3
votes

I'm trying to dynamically (without listing column names and types in Hive DDL) create a Hive external table on parquet data files. I have the Avro schema of underlying parquet file.

My try is to use below DDL:

CREATE EXTERNAL TABLE parquet_test
ROW FORMAT SERDE 'org.apache.hadoop.hive.serde2.avro.AvroSerDe'
STORED AS PARQUET
LOCATION 'hdfs://myParquetFilesPath'
TBLPROPERTIES ('avro.schema.url'='http://myHost/myAvroSchema.avsc');

My Hive table is successfully created with the right schema, but when I try to read the data :

SELECT * FROM parquet_test;

I get the following error :

java.io.IOException: org.apache.hadoop.hive.serde2.avro.AvroSerdeException: Expecting a AvroGenericRecordWritable

Is there a way to successfully create and read Parquet files, without mentioning columns name and types list in DDL?

1
If the underlying data is in parquet format, I believe it is not possible to read using avro schema. It is more like reading french book with english dictionary in hand. - Ram Manohar
I'm only using AvroSerDe for schema inference... - tmouron
Above error(Expecting a AvroGenericRecordWritable) indicates you are trying to read parquet format record with AvroSerde. ROW FORMAT SERDE 'org.apache.hadoop.hive.serde2.avro.AvroSerDe' tells hive to use AvroSerde to decode the data, but data is not in avro format. - Ram Manohar
Yep, I'm trying to find an alternative solution, maybe I should generate a Hive query from an Avro schema. But I'm surprised that there is not a simpler solution. - tmouron
I haven't tested but try this CREATE TABLE avro_test ROW FORMAT SERDE 'org.apache.hadoop.hive.serde2.avro.AvroSerDe' STORED AS AVRO TBLPROPERTIES ('avro.schema.url'='myHost/myAvroSchema.avsc'); CREATE EXTERNAL TABLE parquet_test LIKE avro_test STORED AS PARQUET LOCATION 'hdfs://myParquetFilesPath'; - Ram Manohar

1 Answers

12
votes

Below query works:

CREATE TABLE avro_test ROW FORMAT SERDE 'org.apache.hadoop.hive.serde2.avro.AvroSerDe' STORED AS AVRO TBLPROPERTIES ('avro.schema.url'='myHost/myAvroSchema.avsc'); 

CREATE EXTERNAL TABLE parquet_test LIKE avro_test STORED AS PARQUET LOCATION 'hdfs://myParquetFilesPath';

DATA SUPPLIED:
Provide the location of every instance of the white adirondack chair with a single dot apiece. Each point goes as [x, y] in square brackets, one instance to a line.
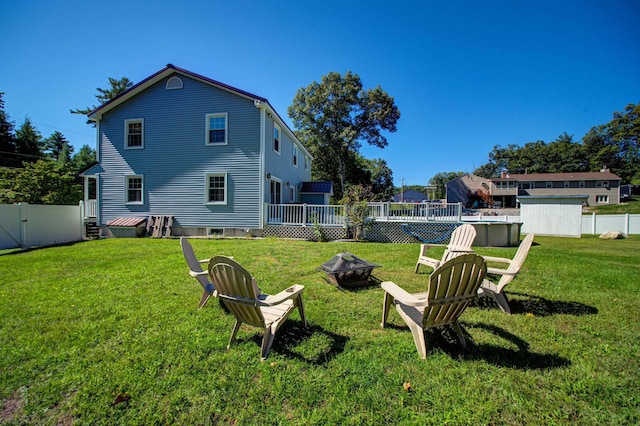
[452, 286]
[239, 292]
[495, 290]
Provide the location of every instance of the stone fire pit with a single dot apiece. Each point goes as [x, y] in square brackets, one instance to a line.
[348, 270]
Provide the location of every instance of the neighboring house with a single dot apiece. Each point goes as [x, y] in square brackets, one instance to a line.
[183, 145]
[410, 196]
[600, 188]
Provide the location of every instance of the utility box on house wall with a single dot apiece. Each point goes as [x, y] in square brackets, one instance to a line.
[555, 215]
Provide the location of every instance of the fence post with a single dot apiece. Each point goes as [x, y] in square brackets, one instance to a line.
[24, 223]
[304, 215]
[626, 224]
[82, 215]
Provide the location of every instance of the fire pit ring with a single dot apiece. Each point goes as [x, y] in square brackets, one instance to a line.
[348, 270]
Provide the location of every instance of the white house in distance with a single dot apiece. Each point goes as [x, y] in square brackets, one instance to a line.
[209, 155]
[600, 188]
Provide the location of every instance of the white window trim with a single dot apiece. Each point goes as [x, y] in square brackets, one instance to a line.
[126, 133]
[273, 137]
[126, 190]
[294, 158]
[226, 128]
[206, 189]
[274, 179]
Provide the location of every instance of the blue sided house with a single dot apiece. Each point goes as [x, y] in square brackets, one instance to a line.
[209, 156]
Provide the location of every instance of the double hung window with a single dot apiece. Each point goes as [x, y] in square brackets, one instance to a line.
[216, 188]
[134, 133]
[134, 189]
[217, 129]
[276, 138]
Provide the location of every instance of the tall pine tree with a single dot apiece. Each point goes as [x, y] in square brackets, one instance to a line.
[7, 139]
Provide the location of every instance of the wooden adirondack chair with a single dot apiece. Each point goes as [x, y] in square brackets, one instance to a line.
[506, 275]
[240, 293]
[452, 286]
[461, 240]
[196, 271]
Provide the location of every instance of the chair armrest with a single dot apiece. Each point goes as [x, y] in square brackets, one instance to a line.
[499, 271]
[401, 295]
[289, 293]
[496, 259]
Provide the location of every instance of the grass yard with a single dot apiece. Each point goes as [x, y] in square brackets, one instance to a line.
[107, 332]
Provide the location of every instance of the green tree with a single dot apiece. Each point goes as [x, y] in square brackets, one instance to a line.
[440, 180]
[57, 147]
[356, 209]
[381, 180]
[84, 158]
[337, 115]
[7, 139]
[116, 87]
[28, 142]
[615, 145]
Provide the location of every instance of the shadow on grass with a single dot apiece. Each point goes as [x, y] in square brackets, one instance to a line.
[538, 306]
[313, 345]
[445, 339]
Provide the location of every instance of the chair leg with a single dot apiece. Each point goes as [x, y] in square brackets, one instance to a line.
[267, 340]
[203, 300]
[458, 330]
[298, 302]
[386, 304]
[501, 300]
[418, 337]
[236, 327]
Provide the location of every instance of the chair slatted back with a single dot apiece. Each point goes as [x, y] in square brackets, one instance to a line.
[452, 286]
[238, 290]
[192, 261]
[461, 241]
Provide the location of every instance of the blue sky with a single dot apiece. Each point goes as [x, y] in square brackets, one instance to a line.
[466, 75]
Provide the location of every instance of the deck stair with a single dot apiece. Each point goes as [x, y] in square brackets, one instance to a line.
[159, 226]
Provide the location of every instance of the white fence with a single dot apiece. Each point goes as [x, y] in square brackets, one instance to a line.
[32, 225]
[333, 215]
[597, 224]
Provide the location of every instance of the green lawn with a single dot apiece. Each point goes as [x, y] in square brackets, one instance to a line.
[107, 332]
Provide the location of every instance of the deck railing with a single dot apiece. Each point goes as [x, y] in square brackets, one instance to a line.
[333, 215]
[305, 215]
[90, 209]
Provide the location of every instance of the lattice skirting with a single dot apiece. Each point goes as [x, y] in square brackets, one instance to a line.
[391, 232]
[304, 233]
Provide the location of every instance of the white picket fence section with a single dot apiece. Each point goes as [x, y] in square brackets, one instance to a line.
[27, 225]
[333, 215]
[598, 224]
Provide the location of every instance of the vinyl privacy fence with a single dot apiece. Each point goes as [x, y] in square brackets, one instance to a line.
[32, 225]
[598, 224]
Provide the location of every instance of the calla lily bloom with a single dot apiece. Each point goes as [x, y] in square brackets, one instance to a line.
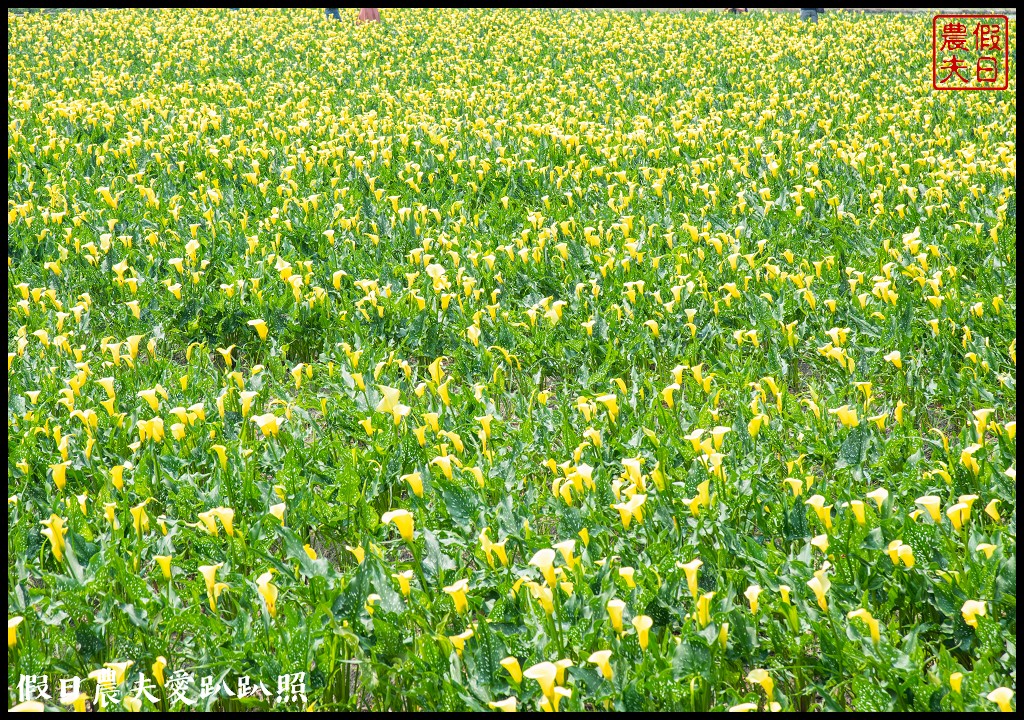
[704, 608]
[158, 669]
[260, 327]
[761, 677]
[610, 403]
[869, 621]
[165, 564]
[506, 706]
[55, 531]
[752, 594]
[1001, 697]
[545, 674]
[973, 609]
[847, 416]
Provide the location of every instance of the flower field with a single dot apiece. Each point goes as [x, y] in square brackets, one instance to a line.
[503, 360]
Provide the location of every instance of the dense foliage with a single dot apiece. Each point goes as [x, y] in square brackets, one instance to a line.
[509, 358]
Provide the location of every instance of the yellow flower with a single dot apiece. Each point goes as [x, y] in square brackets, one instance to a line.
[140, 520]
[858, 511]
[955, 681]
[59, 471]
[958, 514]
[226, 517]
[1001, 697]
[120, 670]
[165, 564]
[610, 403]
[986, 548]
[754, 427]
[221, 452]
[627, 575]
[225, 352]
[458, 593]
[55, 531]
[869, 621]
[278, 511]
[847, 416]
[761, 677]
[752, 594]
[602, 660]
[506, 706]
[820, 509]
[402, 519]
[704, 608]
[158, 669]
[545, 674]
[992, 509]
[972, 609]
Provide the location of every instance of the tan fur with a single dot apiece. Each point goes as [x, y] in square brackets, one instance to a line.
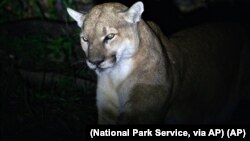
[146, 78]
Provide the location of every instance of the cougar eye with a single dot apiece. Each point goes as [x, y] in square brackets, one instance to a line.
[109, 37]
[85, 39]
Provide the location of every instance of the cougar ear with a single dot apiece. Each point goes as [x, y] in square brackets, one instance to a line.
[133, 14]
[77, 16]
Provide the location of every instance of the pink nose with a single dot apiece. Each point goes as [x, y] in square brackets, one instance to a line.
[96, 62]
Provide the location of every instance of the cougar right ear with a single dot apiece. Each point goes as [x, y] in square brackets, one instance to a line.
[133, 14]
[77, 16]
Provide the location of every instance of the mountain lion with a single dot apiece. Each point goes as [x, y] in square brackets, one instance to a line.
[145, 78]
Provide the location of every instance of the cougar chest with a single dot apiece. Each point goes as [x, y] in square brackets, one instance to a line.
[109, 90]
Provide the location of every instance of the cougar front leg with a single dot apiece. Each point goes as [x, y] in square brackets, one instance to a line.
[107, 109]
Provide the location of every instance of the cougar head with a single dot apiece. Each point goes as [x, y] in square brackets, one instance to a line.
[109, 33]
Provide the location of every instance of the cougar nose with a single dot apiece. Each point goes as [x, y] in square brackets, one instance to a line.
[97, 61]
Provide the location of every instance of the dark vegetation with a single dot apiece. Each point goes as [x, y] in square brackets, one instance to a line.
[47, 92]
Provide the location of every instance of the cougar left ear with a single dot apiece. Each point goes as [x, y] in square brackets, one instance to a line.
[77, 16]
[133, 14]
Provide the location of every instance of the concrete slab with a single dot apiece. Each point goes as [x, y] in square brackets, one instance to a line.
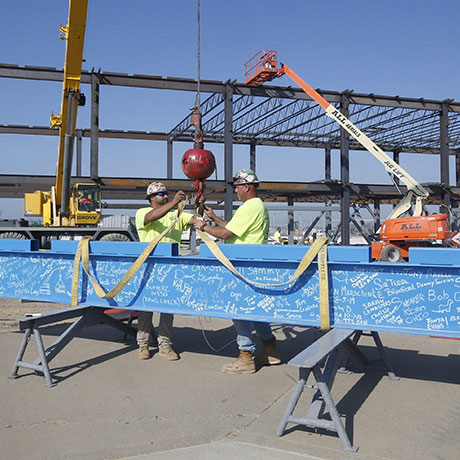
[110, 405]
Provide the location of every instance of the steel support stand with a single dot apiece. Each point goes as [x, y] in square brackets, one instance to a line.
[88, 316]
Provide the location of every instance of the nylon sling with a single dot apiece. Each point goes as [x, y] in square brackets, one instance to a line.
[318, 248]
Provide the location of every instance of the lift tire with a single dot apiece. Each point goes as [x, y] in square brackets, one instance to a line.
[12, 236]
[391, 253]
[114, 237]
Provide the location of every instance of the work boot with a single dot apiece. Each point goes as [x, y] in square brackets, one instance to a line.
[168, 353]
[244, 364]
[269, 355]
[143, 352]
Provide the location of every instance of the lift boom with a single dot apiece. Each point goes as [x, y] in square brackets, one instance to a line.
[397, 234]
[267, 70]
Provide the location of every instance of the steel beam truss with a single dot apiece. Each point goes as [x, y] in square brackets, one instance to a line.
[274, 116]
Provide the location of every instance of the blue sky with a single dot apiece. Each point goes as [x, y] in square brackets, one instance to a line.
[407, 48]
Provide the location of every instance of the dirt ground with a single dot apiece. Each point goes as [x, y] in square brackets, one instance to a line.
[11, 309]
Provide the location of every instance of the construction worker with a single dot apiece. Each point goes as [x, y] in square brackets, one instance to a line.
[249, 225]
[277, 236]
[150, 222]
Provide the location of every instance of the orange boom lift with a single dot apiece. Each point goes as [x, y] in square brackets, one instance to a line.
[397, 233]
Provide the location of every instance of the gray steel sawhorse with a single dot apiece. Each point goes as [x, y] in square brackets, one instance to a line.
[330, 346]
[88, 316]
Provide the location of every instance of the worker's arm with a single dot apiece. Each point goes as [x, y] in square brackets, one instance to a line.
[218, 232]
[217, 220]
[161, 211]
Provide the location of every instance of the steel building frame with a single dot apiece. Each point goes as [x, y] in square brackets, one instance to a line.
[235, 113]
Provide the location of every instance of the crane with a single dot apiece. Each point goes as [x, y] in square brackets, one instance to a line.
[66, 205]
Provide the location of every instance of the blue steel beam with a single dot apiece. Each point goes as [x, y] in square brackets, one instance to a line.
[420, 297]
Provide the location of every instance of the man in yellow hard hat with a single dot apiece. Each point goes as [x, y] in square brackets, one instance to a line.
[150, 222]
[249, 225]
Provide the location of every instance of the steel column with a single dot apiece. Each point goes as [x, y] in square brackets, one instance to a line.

WORK TO DO: In the Hive thread, please state the error reported when running SELECT * FROM parquet_test. The records have no connection to the Hive thread.

OUTPUT: java.io.IOException: org.apache.hadoop.hive.serde2.avro.AvroSerdeException: Expecting a AvroGenericRecordWritable